§ **Задания**:
• a. Объясните по тексту для чтения, почему студенты, поддерживающие Фроянова, согласны со своим деканом.
• b. В каком году, согласно тексту для чтения, вышла книга "Погружение в бездну"?

§ **Текст для чтения**:
──────────────────────────────

Одно слово, которое это дело обобщает, это слово ксенофобия. Ненависть к иностранцам, ненависть ко всему не русскому, ненависть ко всему тому, что имеет западное происхождение. А в данном случае дело еще конкретнее, потому что Фроянов привел учебное заведение, которым он руководит, в состояние нищеты. Соседний социологический факультет преуспевает. Там студенты чувствуют себя хорошо. А на истфаке, когда туда заходишь, как и на некоторых других факультетах, например, на психологическом (который я когда то кончал), когда заходишь, в нос бьет запах мочи, жутко обшарпанные стены, чувство убогости и запустения. Это сознательная политика, это не недостаток финансирования. Конечно, это плохие организационные способности, плохой менеджмент, но, кроме того, это вполне сознательная политика. Студенты, которые поддерживают Фроянова, чувствуют то, о чем он пишет в своей книге "Погружение в бездну". Вот их факультет погружается в бездну, и на этом основании они согласны со своим деканом.

Татьяна Вольтская:

Из книги Игоря Фроянова "Погружение в бездну". Издательство Санкт-Петербургского университета, 1999 год ("Памяти созидателей и защитников советской державы посвящается". Издание поддержано государственной программой Народы России, Возрождение и Развитие. Рекомендовано студентам в списках научной литературы).

──────────────────────────────

Данные разметки расположения объектов:
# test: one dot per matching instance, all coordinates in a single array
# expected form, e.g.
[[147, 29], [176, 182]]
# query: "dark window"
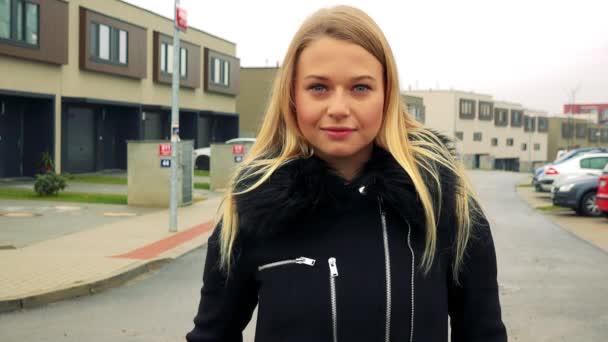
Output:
[[543, 124], [529, 123], [20, 21], [594, 134], [501, 117], [467, 109], [516, 118], [567, 130], [109, 44], [581, 130], [220, 71], [486, 109], [597, 163], [166, 60]]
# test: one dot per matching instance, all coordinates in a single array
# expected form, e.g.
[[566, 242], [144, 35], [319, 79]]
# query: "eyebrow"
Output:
[[354, 79]]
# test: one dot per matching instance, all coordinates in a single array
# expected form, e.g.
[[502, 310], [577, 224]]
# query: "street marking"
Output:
[[154, 249]]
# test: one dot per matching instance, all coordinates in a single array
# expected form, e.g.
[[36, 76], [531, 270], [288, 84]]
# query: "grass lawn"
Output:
[[201, 173], [80, 197], [96, 179]]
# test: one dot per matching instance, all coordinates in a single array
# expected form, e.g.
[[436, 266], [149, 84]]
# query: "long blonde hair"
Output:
[[414, 147]]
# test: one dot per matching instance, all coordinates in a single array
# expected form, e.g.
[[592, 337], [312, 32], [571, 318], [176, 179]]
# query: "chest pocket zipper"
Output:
[[300, 261]]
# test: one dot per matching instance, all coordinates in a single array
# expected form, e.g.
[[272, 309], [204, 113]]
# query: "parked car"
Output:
[[602, 192], [578, 193], [590, 164], [538, 172], [202, 156]]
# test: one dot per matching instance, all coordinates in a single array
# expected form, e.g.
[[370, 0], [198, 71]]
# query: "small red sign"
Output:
[[238, 149], [164, 149], [181, 19]]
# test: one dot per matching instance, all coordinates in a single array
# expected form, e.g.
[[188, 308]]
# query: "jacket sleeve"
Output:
[[473, 303], [227, 302]]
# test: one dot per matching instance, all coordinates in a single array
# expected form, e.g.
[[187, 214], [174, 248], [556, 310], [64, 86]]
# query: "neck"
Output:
[[348, 167]]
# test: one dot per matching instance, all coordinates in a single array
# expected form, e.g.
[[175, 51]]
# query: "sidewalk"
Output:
[[96, 259]]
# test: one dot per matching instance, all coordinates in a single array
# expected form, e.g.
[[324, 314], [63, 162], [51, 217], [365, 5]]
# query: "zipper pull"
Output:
[[305, 261], [333, 269]]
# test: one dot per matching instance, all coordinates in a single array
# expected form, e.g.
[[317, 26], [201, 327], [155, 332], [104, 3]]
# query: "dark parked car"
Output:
[[578, 193]]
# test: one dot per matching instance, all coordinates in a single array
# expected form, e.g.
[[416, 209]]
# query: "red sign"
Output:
[[181, 19], [238, 149], [164, 149]]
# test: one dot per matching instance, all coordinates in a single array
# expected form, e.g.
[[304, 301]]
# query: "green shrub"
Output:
[[49, 184]]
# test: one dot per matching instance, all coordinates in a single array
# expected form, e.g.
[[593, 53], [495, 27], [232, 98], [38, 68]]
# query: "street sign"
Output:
[[164, 149], [181, 19], [165, 163], [238, 149]]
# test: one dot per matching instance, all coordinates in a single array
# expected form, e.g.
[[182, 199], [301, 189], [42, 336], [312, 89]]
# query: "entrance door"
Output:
[[81, 140], [11, 138]]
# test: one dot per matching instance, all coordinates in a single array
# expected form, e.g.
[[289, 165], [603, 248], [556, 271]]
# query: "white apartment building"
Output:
[[488, 134]]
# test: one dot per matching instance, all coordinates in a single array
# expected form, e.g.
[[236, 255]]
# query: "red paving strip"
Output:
[[154, 249]]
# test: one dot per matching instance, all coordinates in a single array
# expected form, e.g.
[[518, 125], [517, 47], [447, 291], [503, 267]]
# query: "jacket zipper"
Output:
[[300, 261], [333, 274], [387, 263]]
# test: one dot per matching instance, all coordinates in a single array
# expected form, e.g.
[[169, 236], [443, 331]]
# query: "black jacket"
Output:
[[305, 214]]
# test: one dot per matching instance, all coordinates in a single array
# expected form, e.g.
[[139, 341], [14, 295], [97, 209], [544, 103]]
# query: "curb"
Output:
[[91, 288]]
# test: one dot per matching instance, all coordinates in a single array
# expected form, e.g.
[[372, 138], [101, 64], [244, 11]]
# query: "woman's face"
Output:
[[339, 95]]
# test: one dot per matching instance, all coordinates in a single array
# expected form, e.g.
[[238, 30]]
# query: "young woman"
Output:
[[348, 221]]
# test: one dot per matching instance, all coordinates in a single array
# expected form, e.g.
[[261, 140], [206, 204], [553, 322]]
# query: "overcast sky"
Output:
[[529, 51]]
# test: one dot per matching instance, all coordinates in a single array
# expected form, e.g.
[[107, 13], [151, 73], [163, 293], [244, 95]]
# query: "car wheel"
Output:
[[588, 205]]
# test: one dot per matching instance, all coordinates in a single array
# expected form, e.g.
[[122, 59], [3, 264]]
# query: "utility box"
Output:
[[149, 173], [225, 158]]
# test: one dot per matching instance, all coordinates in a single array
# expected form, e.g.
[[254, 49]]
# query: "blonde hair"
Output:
[[414, 147]]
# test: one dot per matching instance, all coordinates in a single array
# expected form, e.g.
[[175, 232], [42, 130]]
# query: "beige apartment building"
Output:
[[488, 134], [81, 77]]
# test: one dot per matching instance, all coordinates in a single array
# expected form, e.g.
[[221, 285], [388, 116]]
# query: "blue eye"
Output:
[[362, 88]]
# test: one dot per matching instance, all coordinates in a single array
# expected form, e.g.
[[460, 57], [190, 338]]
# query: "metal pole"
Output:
[[174, 122]]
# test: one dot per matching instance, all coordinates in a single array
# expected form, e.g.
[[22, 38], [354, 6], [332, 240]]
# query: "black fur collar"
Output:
[[304, 187]]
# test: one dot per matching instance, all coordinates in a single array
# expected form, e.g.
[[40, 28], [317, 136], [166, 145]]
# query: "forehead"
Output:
[[327, 56]]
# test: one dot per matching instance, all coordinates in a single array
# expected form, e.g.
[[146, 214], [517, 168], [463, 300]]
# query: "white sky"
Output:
[[529, 51]]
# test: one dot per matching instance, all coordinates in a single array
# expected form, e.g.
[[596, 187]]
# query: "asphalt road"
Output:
[[554, 287]]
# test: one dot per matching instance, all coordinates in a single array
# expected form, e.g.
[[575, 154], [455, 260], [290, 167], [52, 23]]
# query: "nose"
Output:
[[338, 106]]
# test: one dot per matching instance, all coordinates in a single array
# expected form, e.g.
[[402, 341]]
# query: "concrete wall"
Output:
[[147, 182], [251, 103]]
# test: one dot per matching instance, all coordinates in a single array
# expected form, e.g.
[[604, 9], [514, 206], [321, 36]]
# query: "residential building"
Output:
[[251, 103], [488, 134], [81, 77]]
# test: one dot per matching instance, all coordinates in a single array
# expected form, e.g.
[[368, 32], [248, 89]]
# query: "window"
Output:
[[467, 109], [220, 72], [594, 134], [501, 117], [485, 110], [543, 124], [581, 130], [516, 118], [19, 21], [567, 130], [109, 44], [597, 163], [166, 60]]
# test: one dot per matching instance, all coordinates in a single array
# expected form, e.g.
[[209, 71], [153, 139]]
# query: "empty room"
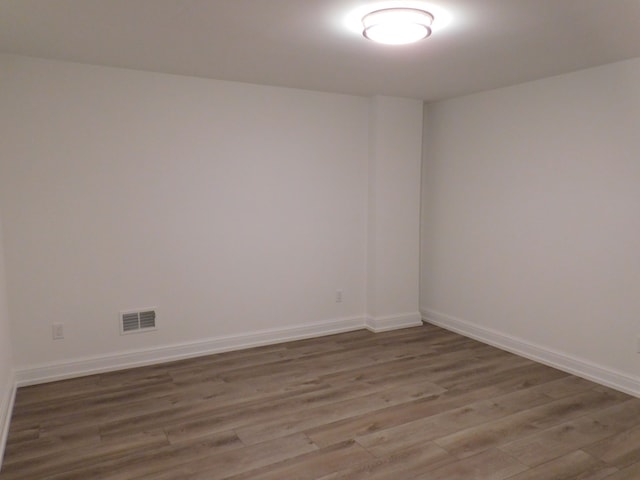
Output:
[[320, 239]]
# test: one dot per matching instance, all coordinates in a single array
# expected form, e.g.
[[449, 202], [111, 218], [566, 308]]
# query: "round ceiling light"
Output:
[[397, 26]]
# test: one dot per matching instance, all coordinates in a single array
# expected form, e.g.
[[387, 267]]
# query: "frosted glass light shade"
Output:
[[397, 26]]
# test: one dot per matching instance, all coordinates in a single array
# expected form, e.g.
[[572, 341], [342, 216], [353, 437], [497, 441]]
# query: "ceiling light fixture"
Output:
[[397, 26]]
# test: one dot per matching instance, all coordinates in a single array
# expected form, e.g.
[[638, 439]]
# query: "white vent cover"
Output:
[[134, 321]]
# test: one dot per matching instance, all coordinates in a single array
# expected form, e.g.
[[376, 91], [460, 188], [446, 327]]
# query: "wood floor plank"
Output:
[[407, 404]]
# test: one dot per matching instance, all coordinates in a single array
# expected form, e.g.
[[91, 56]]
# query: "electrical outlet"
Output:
[[58, 331]]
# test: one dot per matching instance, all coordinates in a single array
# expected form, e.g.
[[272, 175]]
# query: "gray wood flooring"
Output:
[[419, 403]]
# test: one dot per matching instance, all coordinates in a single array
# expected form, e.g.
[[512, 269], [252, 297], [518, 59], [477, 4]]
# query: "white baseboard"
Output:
[[562, 361], [393, 322], [118, 361], [6, 407]]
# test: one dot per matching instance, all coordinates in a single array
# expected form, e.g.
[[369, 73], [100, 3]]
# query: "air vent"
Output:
[[135, 321]]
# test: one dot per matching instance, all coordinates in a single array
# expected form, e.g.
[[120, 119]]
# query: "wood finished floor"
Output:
[[419, 403]]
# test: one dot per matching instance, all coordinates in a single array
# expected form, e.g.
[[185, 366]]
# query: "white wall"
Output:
[[233, 208], [531, 218], [394, 211]]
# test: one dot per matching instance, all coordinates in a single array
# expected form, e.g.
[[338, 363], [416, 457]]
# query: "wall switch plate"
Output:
[[58, 331]]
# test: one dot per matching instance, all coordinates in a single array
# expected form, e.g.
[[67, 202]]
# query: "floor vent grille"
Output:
[[135, 321]]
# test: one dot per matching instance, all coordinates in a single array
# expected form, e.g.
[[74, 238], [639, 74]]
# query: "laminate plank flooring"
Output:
[[408, 404]]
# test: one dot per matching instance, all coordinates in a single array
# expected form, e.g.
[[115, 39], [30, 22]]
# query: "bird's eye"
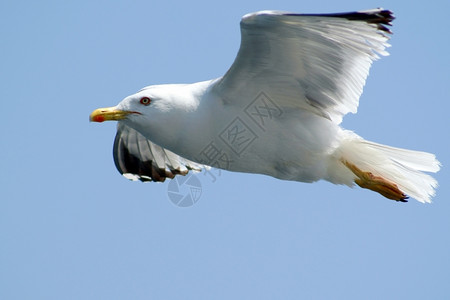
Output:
[[145, 101]]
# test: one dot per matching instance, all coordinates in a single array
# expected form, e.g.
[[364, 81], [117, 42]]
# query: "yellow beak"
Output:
[[108, 114]]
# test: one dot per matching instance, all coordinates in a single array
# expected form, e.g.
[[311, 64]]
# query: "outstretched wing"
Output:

──────────────────────────────

§ **Итоговые ответы**:
• a. Их факультет погружается в бездну. Поэтому они чувствуют то, о чем Фроянов пишет в книге "Погружение в бездну", и на этом основании соглашаются с ним.

• b. Книга вышла в 1999 году.